----- Text provided -----

JHTA projects early 2023 before return to normality for hotel business
Christopher Serju/Senior Gleaner Writer
The local tourism sector is not expected to see a return to normality before the second quarter of 2023, President of the Jamaica Hotel and Tourism Association (JHTA) Omar Robinson has said.
This projection comes amid the phased re-opening of some hotels.
There is, however, uncertainty about when the cruise sector will re-open, with September or October being discussed.
This would translate to possibly only two months of cruising, with reduced capacity for the rest of 2020.
The devastating effect of COVID-19 goes well beyond the almost 350,000 direct and indirect tourism workers who have already suffered significant financial losses and is expected to get much worse, the JHTA president reported today at a press conference in New Kingston.
People such as farmers, entertainers, distributors, taxi drivers, bankers, artisans, and tradesmen depend on the tourist industry.

----- Given entries -----

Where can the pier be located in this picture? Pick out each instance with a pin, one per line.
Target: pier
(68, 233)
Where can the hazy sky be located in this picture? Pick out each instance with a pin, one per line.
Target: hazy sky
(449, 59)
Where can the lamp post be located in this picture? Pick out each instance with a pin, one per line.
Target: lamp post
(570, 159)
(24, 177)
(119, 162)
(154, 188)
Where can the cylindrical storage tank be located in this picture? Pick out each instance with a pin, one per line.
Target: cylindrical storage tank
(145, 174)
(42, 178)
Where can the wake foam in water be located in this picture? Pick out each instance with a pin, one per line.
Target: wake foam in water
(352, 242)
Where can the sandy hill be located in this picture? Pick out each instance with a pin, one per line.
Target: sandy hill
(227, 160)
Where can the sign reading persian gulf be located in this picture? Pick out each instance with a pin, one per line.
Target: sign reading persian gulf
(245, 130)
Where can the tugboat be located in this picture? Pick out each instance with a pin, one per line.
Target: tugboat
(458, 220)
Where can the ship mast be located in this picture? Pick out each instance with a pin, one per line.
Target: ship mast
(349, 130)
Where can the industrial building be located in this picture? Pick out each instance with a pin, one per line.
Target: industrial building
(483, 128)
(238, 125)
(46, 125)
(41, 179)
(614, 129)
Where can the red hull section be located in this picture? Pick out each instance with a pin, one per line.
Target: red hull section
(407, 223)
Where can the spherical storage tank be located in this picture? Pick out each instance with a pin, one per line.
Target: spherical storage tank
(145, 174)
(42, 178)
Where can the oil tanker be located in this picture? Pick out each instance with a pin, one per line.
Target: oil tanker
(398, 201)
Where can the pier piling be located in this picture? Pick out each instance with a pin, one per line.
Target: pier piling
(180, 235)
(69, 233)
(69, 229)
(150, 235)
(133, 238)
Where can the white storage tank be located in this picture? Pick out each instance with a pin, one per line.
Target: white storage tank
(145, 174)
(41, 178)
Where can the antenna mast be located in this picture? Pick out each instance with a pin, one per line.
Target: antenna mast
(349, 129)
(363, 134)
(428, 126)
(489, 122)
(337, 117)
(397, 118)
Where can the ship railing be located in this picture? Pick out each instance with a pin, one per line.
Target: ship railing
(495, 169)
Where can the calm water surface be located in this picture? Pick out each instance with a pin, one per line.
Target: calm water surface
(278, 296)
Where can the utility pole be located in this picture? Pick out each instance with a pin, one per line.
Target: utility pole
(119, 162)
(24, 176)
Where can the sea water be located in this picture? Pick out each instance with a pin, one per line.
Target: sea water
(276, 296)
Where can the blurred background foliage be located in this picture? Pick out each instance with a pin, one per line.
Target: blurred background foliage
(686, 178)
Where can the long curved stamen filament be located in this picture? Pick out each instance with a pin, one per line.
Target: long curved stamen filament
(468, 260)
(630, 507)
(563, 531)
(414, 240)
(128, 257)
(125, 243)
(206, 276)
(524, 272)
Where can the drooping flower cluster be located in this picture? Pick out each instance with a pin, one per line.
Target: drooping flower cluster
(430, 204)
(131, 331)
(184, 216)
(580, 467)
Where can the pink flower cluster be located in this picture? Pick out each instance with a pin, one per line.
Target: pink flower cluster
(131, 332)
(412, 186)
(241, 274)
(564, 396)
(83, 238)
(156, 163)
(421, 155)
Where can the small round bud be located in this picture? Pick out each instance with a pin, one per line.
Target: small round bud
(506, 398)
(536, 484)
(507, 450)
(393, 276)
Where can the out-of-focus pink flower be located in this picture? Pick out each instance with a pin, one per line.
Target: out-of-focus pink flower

-----

▶ Your task: Reproduce the part of the tourism article that opens with the words containing "There is, however, uncertainty" and closes with "the tourist industry.".

▶ Answer to this task:
There is, however, uncertainty about when the cruise sector will re-open, with September or October being discussed.
This would translate to possibly only two months of cruising, with reduced capacity for the rest of 2020.
The devastating effect of COVID-19 goes well beyond the almost 350,000 direct and indirect tourism workers who have already suffered significant financial losses and is expected to get much worse, the JHTA president reported today at a press conference in New Kingston.
People such as farmers, entertainers, distributors, taxi drivers, bankers, artisans, and tradesmen depend on the tourist industry.